## Activity
Exact reproduction of the listing is required. Pictures are not reproduced.

——

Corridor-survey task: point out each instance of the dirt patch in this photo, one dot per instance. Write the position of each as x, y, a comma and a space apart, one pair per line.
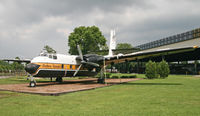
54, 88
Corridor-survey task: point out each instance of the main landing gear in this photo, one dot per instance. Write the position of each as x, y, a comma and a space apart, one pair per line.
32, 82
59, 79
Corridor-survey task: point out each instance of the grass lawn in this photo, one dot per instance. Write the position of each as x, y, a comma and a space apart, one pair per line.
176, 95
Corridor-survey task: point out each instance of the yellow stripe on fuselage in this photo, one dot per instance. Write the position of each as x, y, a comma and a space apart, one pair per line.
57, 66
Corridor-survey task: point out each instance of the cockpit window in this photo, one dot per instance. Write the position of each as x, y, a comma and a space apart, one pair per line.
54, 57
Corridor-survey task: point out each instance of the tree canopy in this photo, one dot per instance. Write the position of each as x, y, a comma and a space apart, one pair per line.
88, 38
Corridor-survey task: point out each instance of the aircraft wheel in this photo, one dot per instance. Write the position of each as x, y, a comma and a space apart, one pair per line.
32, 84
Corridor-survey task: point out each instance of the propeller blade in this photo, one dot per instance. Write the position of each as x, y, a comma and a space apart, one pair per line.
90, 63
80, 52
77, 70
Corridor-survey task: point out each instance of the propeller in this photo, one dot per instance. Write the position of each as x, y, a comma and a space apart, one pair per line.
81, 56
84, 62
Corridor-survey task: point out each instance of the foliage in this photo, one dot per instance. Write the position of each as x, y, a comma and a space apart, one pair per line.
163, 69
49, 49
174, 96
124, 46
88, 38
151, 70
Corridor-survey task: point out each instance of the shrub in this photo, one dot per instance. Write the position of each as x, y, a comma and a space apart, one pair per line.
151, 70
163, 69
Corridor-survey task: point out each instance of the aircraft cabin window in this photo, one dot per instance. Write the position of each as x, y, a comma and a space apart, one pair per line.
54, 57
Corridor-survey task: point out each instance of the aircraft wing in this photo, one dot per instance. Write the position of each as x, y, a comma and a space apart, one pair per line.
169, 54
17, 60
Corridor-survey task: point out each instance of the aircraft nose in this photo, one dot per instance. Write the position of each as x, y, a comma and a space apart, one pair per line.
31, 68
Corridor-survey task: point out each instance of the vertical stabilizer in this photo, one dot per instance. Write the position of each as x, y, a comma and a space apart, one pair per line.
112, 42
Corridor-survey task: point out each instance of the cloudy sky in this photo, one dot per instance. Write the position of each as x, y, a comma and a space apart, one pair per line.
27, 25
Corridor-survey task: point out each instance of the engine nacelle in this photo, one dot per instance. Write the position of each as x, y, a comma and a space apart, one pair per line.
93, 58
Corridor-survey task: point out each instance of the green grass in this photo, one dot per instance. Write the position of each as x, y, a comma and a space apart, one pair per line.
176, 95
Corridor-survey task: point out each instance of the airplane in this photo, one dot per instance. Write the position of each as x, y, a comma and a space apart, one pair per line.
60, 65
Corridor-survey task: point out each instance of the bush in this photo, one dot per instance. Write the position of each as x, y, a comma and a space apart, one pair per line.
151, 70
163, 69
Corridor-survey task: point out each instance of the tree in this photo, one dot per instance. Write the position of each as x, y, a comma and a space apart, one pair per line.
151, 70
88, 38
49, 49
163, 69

——

## Exercise output
Corridor-survey task: point out each instance of the dirt patch in this photo, one dot per instance. Write the position of each as x, y, a comma and a space apart, one pair per line.
54, 88
Corridor-survey task: point out each instance of the main landing gear in this photo, one dot per instance. Write the position of each as x, y, a comma and a space apart, one pair per line.
32, 82
59, 79
Corridor-survey task: point out each instance of the grass lawn in this photo, one dot per instance. Write the position of each as x, y, a comma and a space apart, one pair per line.
176, 95
Corridor-survey task: point out each instance of the yellow stripe on fuselage in this photo, one dot per instance. Write the position of each as x, y, a comma and a space apart, one pair per line.
57, 66
Corridor-survey task: point out each instance of the cockpit window in this photo, one dot per instance. Write the position of each as x, y, a comma and a space apart, one pair per line.
54, 57
Corridor-survey task: point out each instance of the tree canopy in this photo, one dot per instance. Write the position of each as x, y, a comma and a space apart, one pair per line.
88, 38
Corridor-survey task: point out each instance of the aircraft wheel in this photo, one dot per instance. Write the position of each as x, y, a comma and a space apart, one pair per line.
32, 84
Corridor-survey task: point out each instance of the propeller blade in this photo, one dot per instance. Write the position of each as x, y, a comma and a space apart, one pair per line.
90, 63
80, 52
77, 70
Corridor-survey task: point out each instance of the propeller in this photo, one dot per instance. Write the position of each as x, y, a comma and a space apart, one pair per line.
81, 56
84, 62
Corridor-survey task: point out each instance of the foliage in this photo, one dot per instance. Write the position of each as x, y, a comma and a space apart, one pair per line.
163, 69
49, 49
174, 96
124, 46
88, 38
151, 70
Corridor-survey task: point out each instance of the shrub in this photo, one dot per instance. Write the position of each as x, y, a comma and a space apart, one pair per line.
151, 70
163, 69
Corridor-survey task: point out each instance of the aircraft cabin window in this photo, one dot per instance. Write the position of each as x, y, a comma and a space apart, one pair per line.
54, 57
Corridor-survey task: point out each instance of the aircraft wing in this photo, one dot per instance. Write the position of each as x, y, a comma and a space apart, one pair per line.
169, 54
17, 60
Corridor-survey task: point out each instance of the aircraft nose in this photo, one dot per instance. Write the position of each as x, y, a comma and a space apart, one pair per line.
31, 68
Corridor-survey task: point out each instance of the vertical stabilizer in this photo, one dot per instance. Write the position of each as x, y, a comma and a space apart, one pair per line.
112, 42
Corridor-survey task: point out each instance of the cloudy sky in this photo, one dot per instance. Write the position of each as x, y, a comma and a space apart, one pair per line.
27, 25
Corridor-survey task: point out each instance of the engine nacelle in this photo, one dot per instance. Write the position of each as x, y, a comma and a space apart, one pair per line.
93, 58
Corridor-survey task: point out each instance of the green grass in this photo, one dot per instance. Write the position of each as x, y, a comma and a space apart, one pair per line.
176, 95
Corridor-survey task: point out each instance of the airplane in this photo, one dot per instance. Write the position of each as x, y, a comma and a space apart, one pair per line.
60, 65
Corridor-survey task: point out each instance of the bush in this photo, one dot per instance. Write the position of each as x, y, a comma and a space apart, one pair per line.
151, 70
163, 69
Corridor-survey task: point out each instance of the tree in this photo, one dot per instance. Write the position of each as x, y, a comma and a space apart, one pair per line.
151, 70
88, 38
49, 49
163, 69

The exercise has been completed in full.